**Extrait**

______________________________

L’économie allemande dépend fortement des exportations qui représentent 45 % de son PIB, contre 32 % pour la France. Cette dépendance s’est accrue pour l’Allemagne au cours des quinze dernières années, la part des exportations dans le PIB ayant progressé de 10 points, contre 6 points pour la France. Depuis 2018, les exportations allemandes stagnent. Elles sont même en recul vers la Chine et l’Union européenne.
Plusieurs facteurs expliquent cette rupture qui met à mal le modèle de croissance de l’Allemagne. À l’exception de la période Covid, la demande en biens industriels progresse moins vite que les services. Le positionnement de l’industrie allemande n’apparaît plus optimal. Les entreprises allemandes sont principalement présentes dans les secteurs de l’automobile, de la chimie, des biens d’équipement et des biens intermédiaires. Ces secteurs subissent de plus en plus la concurrence chinoise.
L’industrie automobile allemande doit faire face à la montée en puissance des constructeurs chinois de véhicules électriques. Entre 2019 et 2023, la production dans l’industrie automobile et les biens d’équipement a enregistré des baisses de 10 à 15 %. Seule l’industrie des biens de transport hors automobiles progresse de plus de 20 %, grâce aux ventes d’avions. La baisse des exportations s’explique également par le ralentissement de la croissance en Chine et en Europe. La montée du protectionnisme pèse également sur les échanges.
Faible investissement des entreprises, faible consommation des ménages
Le mauvais positionnement sur le marché et le recul de la rentabilité des entreprises sont à la fois la cause et la conséquence de la faiblesse de l’investissement. Depuis 2016, le taux d’investissement des entreprises allemandes est en moyenne inférieur de deux points à celui de la zone euro. Ce déficit d’investissement sera préjudiciable pour la croissance des prochaines années. Les entreprises allemandes préfèrent investir à l’étranger, ce qui nuit à la croissance du pays.
Depuis 2022, la consommation des ménages allemands stagne. Ces derniers préfèrent épargner. Les augmentations de salaires, qui sont plus élevées que dans la zone euro, ne sont pas affectées aux dépenses courantes ou à l’investissement. Le taux d’épargne des ménages allemands dépasse 21 % du revenu disponible brut, soit deux points de plus qu’avant la crise sanitaire. Ce phénomène est également observé en France. Le taux d’épargne des Allemands est désormais supérieur de plus de 6 points à celui de la zone euro.

______________________________

**Entrées enregistrées**
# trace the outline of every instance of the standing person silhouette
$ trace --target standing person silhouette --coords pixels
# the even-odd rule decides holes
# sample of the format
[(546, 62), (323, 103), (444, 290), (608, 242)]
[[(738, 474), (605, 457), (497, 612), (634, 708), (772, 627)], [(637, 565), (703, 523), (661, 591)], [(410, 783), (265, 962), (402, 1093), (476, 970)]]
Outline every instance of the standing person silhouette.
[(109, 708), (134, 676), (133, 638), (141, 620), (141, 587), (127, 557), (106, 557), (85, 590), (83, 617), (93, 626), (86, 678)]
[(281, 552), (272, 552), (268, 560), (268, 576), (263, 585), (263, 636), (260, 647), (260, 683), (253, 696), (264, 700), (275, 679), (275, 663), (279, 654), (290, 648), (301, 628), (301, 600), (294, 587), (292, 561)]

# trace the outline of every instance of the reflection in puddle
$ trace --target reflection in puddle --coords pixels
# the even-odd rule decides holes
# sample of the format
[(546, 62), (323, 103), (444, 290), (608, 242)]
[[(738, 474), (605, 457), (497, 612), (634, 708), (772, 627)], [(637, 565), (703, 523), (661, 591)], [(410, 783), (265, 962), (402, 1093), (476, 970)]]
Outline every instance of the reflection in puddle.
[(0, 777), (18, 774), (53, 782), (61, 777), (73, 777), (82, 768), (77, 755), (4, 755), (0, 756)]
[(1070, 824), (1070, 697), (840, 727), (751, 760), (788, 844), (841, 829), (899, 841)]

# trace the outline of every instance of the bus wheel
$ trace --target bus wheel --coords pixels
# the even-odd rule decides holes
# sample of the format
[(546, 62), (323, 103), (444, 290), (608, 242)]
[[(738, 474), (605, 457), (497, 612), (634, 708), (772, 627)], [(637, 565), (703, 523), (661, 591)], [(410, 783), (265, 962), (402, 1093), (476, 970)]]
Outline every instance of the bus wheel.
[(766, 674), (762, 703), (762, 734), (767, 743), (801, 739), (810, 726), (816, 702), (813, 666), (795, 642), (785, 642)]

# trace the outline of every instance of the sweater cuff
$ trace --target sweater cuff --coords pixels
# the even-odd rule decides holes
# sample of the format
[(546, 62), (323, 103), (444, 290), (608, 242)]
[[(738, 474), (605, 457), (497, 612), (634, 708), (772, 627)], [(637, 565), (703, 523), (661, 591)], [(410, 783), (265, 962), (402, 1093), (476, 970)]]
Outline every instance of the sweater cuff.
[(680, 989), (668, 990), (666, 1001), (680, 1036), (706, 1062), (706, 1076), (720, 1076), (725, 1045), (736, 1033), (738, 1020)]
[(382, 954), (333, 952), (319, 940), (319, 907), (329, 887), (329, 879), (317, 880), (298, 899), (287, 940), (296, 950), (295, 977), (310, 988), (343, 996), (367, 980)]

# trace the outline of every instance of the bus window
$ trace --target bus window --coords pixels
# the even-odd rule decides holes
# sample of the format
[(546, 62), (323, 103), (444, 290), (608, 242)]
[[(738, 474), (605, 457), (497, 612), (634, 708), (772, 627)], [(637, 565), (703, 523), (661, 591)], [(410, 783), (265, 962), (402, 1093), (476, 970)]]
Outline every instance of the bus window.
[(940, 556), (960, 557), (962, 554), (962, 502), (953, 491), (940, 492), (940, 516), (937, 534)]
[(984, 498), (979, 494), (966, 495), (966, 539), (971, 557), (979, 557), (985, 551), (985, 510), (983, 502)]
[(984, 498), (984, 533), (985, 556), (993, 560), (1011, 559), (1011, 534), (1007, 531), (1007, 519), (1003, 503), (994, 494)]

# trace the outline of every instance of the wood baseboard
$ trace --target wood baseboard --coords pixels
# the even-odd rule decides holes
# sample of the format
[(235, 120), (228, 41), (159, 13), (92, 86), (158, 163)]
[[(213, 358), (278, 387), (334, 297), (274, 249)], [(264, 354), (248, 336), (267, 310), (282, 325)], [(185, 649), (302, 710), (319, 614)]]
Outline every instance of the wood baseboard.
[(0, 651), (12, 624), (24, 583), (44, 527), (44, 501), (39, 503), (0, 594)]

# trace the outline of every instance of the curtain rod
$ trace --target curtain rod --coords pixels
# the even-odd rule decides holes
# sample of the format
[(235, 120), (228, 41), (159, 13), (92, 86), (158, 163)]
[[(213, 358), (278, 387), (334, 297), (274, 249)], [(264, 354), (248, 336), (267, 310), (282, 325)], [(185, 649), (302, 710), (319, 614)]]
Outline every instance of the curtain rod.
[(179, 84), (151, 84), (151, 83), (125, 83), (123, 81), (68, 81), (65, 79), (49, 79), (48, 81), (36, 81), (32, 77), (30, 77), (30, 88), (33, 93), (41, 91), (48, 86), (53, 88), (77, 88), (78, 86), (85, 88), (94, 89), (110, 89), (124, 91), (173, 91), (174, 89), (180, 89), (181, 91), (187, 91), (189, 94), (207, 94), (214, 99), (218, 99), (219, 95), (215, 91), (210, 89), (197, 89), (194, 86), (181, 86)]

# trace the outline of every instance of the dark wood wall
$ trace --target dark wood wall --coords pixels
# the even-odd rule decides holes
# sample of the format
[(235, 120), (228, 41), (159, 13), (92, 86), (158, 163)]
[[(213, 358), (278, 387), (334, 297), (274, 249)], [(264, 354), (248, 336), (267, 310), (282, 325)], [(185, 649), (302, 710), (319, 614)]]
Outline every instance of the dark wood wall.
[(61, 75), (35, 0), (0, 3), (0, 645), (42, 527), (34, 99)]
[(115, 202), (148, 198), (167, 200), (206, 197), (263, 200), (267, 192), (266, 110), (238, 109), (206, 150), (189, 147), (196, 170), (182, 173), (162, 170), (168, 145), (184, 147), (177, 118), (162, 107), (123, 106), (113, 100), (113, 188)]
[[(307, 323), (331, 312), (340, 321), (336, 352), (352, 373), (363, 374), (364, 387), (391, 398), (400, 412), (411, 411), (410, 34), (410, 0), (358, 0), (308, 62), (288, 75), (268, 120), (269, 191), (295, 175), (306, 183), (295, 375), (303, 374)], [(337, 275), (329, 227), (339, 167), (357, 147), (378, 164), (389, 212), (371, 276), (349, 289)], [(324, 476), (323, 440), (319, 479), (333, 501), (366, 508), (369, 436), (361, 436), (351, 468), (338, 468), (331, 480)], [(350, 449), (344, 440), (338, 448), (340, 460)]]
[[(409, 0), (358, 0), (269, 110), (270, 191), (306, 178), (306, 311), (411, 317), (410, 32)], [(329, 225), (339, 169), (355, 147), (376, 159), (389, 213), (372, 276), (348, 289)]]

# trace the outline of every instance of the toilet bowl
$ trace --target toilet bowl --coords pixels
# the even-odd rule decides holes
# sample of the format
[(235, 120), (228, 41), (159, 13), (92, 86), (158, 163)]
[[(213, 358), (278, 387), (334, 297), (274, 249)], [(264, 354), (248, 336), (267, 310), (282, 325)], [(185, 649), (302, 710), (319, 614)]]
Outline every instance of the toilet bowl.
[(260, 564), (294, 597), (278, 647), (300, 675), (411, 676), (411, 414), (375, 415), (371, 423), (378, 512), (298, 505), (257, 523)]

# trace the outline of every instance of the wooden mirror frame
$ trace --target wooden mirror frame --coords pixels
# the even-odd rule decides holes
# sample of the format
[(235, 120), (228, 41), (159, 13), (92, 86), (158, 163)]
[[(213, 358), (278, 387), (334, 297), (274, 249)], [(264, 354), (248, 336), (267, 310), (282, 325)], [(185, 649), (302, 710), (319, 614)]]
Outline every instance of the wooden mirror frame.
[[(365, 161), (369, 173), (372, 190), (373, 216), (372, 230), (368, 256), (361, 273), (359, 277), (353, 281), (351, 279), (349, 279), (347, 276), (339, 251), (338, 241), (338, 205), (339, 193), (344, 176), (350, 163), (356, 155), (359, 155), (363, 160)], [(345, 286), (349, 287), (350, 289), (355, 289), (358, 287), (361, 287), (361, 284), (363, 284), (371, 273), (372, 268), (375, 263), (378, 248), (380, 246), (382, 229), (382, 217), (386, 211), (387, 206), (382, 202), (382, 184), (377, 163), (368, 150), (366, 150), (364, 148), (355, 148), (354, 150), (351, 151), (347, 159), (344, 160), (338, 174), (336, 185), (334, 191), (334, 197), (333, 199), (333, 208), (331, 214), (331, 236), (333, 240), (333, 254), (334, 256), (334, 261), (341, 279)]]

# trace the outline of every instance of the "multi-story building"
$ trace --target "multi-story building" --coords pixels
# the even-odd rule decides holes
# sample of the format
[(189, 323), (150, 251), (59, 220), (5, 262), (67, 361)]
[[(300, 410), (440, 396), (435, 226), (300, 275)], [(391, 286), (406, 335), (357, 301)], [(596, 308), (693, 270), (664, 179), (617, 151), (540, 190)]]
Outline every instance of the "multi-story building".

______________________________

**Consignes**
A: Résumez sous forme de liste le paragraphe de l'extrait qui commence par « Depuis 2022, la consommation » en conservant ses faits principaux.
B: Répondez aux questions suivantes à l'aide de l'extrait :
(i) Quelle part du PIB les exportations représentent-elles pour la France ?
(ii) Depuis quelle année le taux d'investissement des entreprises allemandes est-il en moyenne inférieur de deux points à celui de la zone euro ?
(iii) Quelle industrie a progressé de plus de 20 % entre 2019 et 2023, et grâce à quoi ?
C: Recopiez à l'identique le passage de l'extrait qui va de « L’économie allemande dépend » jusqu'à « et l’Union européenne. ».

**Réponses dans l'ordre**
A:
- La consommation des ménages allemands stagne depuis 2022, car ils préfèrent épargner.
- Leurs hausses de salaires, plus fortes que dans la zone euro, ne servent ni aux dépenses courantes ni à l'investissement.
- Leur taux d'épargne dépasse 21 % du revenu disponible brut, soit deux points de plus qu'avant la crise sanitaire.
- Ce phénomène s'observe aussi en France.
- Le taux d'épargne des Allemands dépasse désormais de plus de 6 points celui de la zone euro.

B:
(i) 32 %.
(ii) Depuis 2016.
(iii) L'industrie des biens de transport hors automobiles, grâce aux ventes d'avions.

C:
L’économie allemande dépend fortement des exportations qui représentent 45 % de son PIB, contre 32 % pour la France. Cette dépendance s’est accrue pour l’Allemagne au cours des quinze dernières années, la part des exportations dans le PIB ayant progressé de 10 points, contre 6 points pour la France. Depuis 2018, les exportations allemandes stagnent. Elles sont même en recul vers la Chine et l’Union européenne.